(Coordinate labeling data)
_ _ _ _ _ _ _

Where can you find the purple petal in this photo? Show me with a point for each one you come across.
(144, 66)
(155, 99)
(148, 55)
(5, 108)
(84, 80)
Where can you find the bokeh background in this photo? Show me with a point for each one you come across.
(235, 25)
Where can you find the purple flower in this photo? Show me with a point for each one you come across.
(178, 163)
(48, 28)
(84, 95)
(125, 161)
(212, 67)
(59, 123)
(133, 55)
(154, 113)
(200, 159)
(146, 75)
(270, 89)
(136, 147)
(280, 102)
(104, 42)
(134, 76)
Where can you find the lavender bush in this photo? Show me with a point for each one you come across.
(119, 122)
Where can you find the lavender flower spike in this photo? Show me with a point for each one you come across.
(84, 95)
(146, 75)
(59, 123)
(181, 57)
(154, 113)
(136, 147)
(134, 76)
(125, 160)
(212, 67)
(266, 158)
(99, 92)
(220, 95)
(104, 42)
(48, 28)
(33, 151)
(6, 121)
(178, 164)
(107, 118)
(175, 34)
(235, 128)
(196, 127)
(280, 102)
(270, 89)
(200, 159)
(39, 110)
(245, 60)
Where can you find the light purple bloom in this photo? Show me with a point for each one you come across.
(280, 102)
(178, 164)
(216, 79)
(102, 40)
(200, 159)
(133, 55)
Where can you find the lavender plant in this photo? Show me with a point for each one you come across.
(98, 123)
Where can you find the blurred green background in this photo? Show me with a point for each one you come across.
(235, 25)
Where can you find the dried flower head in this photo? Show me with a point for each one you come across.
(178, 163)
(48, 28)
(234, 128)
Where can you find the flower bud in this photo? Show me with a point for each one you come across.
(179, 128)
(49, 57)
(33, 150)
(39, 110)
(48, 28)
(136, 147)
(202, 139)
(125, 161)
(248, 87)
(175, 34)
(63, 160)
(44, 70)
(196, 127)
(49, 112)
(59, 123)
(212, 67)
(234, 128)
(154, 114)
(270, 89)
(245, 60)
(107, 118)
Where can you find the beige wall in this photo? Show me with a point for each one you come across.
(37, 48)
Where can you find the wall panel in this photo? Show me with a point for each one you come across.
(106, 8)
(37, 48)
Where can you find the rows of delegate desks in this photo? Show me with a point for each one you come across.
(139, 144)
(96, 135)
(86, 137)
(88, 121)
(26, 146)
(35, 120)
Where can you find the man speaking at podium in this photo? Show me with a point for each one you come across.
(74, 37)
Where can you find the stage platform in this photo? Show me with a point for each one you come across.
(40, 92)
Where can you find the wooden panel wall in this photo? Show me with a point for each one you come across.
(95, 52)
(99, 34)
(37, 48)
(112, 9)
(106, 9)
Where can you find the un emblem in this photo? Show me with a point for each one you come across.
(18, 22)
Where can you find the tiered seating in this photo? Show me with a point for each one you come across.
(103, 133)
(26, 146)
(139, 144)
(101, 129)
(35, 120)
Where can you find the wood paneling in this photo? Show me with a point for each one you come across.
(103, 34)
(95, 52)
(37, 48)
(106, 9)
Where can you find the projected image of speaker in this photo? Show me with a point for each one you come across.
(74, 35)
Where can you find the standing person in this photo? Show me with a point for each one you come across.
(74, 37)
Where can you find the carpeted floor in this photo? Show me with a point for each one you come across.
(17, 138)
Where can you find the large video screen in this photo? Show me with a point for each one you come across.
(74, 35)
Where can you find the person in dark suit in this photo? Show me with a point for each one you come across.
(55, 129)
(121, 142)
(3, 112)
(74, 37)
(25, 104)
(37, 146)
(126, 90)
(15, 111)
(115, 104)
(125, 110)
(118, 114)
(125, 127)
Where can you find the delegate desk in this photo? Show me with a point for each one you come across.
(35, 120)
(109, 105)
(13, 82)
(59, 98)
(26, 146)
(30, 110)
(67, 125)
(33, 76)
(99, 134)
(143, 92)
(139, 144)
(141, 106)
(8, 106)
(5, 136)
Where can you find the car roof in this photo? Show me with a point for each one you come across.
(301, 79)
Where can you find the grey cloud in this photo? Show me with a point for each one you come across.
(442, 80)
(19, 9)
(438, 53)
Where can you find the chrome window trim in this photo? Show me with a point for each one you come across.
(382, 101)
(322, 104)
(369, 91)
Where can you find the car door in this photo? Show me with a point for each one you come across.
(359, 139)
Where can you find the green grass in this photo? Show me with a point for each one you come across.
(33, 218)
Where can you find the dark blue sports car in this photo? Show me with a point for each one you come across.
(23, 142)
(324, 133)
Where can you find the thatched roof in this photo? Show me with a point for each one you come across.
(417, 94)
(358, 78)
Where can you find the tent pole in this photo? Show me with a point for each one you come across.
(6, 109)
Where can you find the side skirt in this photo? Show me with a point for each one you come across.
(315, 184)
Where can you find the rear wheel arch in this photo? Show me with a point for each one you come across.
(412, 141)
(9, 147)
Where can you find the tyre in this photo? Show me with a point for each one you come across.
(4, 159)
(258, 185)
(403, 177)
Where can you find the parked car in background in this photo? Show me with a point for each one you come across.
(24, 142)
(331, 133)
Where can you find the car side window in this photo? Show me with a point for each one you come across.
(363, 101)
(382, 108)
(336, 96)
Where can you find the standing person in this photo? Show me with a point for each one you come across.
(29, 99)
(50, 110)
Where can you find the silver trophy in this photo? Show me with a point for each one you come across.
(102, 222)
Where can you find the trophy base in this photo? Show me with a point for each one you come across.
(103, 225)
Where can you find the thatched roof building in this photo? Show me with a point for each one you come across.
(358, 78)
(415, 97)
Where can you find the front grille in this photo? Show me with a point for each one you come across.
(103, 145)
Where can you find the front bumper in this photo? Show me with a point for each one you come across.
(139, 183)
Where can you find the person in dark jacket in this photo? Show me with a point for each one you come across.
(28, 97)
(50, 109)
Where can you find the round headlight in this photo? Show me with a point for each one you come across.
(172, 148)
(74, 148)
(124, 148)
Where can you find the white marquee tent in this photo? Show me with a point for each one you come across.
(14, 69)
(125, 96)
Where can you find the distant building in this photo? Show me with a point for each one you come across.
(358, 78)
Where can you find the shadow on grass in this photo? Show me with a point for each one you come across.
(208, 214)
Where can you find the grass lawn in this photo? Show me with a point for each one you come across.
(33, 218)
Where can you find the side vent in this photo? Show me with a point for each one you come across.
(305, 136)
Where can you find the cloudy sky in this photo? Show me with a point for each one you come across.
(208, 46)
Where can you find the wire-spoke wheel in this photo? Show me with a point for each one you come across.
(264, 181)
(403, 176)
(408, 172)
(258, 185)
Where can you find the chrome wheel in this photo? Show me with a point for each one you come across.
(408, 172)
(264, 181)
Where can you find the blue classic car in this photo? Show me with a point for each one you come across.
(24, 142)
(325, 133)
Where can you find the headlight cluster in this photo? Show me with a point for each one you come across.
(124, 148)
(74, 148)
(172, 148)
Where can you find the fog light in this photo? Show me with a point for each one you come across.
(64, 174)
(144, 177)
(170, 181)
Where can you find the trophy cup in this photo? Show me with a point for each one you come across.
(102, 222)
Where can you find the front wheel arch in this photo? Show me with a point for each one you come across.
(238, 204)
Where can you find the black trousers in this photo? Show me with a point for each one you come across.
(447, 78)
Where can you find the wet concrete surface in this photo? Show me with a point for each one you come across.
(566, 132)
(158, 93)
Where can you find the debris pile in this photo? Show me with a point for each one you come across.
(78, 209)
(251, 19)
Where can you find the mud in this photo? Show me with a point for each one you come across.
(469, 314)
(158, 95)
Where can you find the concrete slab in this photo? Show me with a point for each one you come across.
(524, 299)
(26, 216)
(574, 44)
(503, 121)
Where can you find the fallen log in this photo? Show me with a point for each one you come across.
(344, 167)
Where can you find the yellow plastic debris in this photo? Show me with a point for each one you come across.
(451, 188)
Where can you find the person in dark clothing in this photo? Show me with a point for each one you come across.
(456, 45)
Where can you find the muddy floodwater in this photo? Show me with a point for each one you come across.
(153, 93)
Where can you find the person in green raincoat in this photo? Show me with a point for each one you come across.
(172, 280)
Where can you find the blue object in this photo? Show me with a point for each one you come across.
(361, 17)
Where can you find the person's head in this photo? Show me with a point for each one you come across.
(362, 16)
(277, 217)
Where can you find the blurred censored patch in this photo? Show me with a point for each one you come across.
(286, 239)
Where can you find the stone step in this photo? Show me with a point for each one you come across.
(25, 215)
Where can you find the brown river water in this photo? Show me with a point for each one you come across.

_ _ _ _ _ _ _

TO DO |
Everything from the line containing "Where can you find the blue object" to the last line of the entries above should be quoted exactly, and only that.

REPLY TO THE TASK |
Where can you find the blue object in this photo? Show me with a point for each one you come across.
(361, 17)
Where can you find the person's head in this photo? Show me with a point for each one you come across.
(362, 16)
(277, 217)
Where can you find the blurred censored patch in this photo? Show me with a point for each one you come across.
(286, 239)
Where can you find the stone step in this photo? Show me with a point for each one you come across.
(25, 215)
Where can you find the brown river water in this photo? Show me with a point for each one you come across.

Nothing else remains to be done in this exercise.